Your assignment: All records are to be printed exactly as they appear.

※

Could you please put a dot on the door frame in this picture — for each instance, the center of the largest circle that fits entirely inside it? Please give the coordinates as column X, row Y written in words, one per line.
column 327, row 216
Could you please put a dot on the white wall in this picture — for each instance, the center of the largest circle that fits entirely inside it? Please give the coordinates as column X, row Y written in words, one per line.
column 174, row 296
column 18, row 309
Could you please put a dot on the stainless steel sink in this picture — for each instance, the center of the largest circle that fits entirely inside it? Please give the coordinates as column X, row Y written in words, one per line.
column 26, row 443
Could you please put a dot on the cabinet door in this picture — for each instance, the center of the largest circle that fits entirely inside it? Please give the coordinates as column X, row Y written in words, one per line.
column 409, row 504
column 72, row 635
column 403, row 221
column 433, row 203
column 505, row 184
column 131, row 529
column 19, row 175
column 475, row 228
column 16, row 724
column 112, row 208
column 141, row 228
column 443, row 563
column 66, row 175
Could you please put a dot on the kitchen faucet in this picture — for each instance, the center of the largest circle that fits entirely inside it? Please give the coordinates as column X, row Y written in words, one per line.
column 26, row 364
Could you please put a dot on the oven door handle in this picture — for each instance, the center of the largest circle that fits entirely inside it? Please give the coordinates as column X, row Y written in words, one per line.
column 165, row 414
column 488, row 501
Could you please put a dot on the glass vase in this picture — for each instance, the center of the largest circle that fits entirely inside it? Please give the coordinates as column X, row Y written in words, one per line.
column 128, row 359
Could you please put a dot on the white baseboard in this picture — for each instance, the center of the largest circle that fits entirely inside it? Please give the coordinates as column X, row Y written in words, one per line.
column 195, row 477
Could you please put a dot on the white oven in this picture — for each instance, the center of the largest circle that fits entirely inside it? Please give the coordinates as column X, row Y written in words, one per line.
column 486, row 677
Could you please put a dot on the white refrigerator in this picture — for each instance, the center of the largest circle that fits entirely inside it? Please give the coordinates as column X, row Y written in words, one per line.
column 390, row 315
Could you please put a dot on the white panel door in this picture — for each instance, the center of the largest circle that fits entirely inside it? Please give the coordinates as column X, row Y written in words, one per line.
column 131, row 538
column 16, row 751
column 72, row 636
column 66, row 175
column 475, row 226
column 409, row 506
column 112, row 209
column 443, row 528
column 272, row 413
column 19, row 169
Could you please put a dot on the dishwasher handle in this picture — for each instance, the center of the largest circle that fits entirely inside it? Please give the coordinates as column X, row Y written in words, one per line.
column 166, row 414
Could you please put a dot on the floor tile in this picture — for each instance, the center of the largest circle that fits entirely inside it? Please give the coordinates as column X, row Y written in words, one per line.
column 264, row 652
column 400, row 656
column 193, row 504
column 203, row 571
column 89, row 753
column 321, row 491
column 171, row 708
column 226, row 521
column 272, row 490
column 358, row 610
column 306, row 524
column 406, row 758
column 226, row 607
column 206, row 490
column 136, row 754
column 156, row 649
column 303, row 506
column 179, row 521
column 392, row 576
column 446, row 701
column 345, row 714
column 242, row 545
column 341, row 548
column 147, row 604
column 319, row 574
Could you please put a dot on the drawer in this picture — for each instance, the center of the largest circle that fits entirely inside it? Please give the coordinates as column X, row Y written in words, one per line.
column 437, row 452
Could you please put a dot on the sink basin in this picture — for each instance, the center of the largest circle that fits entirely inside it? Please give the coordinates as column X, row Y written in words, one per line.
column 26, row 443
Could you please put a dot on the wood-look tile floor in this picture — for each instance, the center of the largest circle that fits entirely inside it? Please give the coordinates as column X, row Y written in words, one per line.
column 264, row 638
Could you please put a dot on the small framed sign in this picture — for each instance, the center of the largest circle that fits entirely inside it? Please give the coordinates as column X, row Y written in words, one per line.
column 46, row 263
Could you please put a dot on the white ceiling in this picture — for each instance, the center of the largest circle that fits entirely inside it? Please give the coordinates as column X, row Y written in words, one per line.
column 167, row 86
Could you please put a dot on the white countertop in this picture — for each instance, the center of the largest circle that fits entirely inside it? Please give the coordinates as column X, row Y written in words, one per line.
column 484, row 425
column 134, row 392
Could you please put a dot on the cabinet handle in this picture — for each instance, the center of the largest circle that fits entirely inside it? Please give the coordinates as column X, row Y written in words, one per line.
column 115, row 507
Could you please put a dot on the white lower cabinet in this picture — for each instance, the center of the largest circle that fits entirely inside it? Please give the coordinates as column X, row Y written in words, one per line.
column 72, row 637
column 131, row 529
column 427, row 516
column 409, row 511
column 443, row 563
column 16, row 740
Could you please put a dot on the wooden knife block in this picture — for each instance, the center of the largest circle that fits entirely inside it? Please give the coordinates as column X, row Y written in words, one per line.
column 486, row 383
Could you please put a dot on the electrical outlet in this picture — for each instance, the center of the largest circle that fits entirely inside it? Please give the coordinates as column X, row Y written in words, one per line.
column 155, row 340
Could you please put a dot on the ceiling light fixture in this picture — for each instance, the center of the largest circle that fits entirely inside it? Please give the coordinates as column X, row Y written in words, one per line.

※

Final answer:
Could you please put a dot on the door frame in this picture — for each instance, the center of the largest circle that fits entirely inside it? Please give the coordinates as column X, row Y written in words, one per line.
column 327, row 216
Could you please put a dot on the white wall in this picture — for each instance, the center of the largest circle that fits entirely inside it? Please give the coordinates as column X, row Y written in words, one per line.
column 174, row 296
column 18, row 309
Could you please put a dot on the stainless steel sink in this picture — for each instance, the center of the largest circle that fits entirely inside it? Please give the coordinates as column X, row Y written in words, one per line.
column 26, row 443
Could you please put a dot on the cabinet door in this picture — for each instance, the center of the largest circle that fits entirely inside it? Please give the coordinates as column X, row Y written in words, one per line.
column 409, row 504
column 72, row 635
column 403, row 221
column 433, row 203
column 505, row 184
column 131, row 529
column 19, row 175
column 475, row 228
column 16, row 724
column 112, row 208
column 141, row 228
column 443, row 563
column 66, row 175
Could you please put a dot on the kitchen faucet in this picture — for each instance, the center of the largest circle that fits entirely inside it? Please give the coordinates as column X, row Y written in words, one per line.
column 26, row 364
Could you please put a dot on the oven door handle in this picture — for each instance, the center of the largest circle that fits entirely inside it? Please give the coordinates as column X, row Y written in words, one per line.
column 165, row 414
column 488, row 501
Could you please put a dot on the glass vase in this picture — for each instance, the center of the largest circle that fits entirely inside it? Please give the coordinates as column X, row Y written in words, one per line.
column 128, row 359
Could you please put a dot on the white baseboard in this picture — for each instance, the center of the largest circle that fits entirely inside it? Please give the coordinates as column X, row Y written in words, one per line.
column 195, row 477
Could you please put a dot on the white oven in this picture — for each instance, the center of the largest circle that fits entirely inside it? Please give the coordinates as column X, row Y written in words, one per line.
column 486, row 677
Could you please put a dot on the white refrigerator in this picture — for each instance, the center of the largest circle that fits entirely inside it? Please give the coordinates as column X, row Y written in words, one per line.
column 390, row 315
Could you please put a dot on the white panel door in this picture — for each instance, the center of the largest circle that fits entirely inside it? Please give the coordinates as column X, row Y written in words, one per line.
column 131, row 538
column 16, row 751
column 72, row 636
column 66, row 175
column 475, row 226
column 409, row 506
column 112, row 209
column 443, row 528
column 272, row 413
column 19, row 169
Could you please put a dot on the dishwasher handle in this picture — for each instance, the center of the largest circle that fits entirely inside it? Please give the coordinates as column X, row Y written in words, one per line.
column 166, row 414
Could you please put a dot on the floor tile in this picture — for each instance, the center of the largest circle that fits entirely inside it? Please give the coordinates as column X, row Y written in words, one per line.
column 264, row 652
column 400, row 656
column 193, row 504
column 203, row 571
column 89, row 753
column 321, row 491
column 171, row 708
column 226, row 521
column 272, row 490
column 358, row 610
column 306, row 524
column 406, row 758
column 226, row 607
column 206, row 490
column 136, row 754
column 156, row 649
column 303, row 506
column 179, row 521
column 392, row 576
column 446, row 701
column 345, row 714
column 242, row 545
column 341, row 548
column 147, row 604
column 319, row 574
Could you please put a dot on the drawer in this picture — for each instance, the center of the largest circle that fits entirely inside it? Please give the coordinates as column X, row Y written in words, one per line.
column 437, row 452
Could you please put a dot on the sink basin in this picture — for each instance, the center of the largest circle that fits entirely inside it? Please give the coordinates as column X, row Y written in words, one per line.
column 26, row 443
Could you please put a dot on the wood-look tile floor in this picture — for each instance, the center of the largest circle that fits entirely inside it? Please give the coordinates as column X, row Y written in words, one per line.
column 264, row 638
Could you please put a dot on the small framed sign in this picture — for each instance, the center of the largest circle that fits entirely inside it? Please give the coordinates as column X, row Y written in words, one per line.
column 46, row 263
Could you please put a dot on the white ceiling in this picture — for each instance, the center of the largest circle that fits entirely inside it? Please give the coordinates as column X, row Y written in words, one per line.
column 167, row 86
Could you please put a dot on the white countertop in this picture — for each instance, the center of the largest circle that fits entirely inside it? Please give the coordinates as column X, row Y written in words, one per line.
column 484, row 425
column 134, row 392
Could you please put a dot on the cabinet handle in this picture — for each instance, the center of the largest circle that fits entirely inside it? Please give the coordinates as column X, row Y written in words, one per line.
column 115, row 507
Could you please put a dot on the white lower cabinet in this picture — for each instance, the center of the largest circle that fits entirely inside it? Please give the coordinates as column X, row Y written in words, one per line.
column 72, row 637
column 131, row 529
column 427, row 516
column 409, row 511
column 443, row 563
column 16, row 740
Could you please put a dot on the wooden knife block in this picture — for each instance, the center of the largest circle that fits entirely inside it? Please give the coordinates as column X, row Y written in words, one per line.
column 486, row 383
Could you please put a dot on the electrical outlet in this picture — for each instance, the center of the largest circle that fits entirely inside it? Please give the coordinates as column X, row Y written in words, one per line.
column 155, row 340
Could you please put a dot on the ceiling light fixture in this picture — for each instance, the center of the largest circle that fits entirely inside it? Please give the coordinates as column X, row Y written in words, one per line.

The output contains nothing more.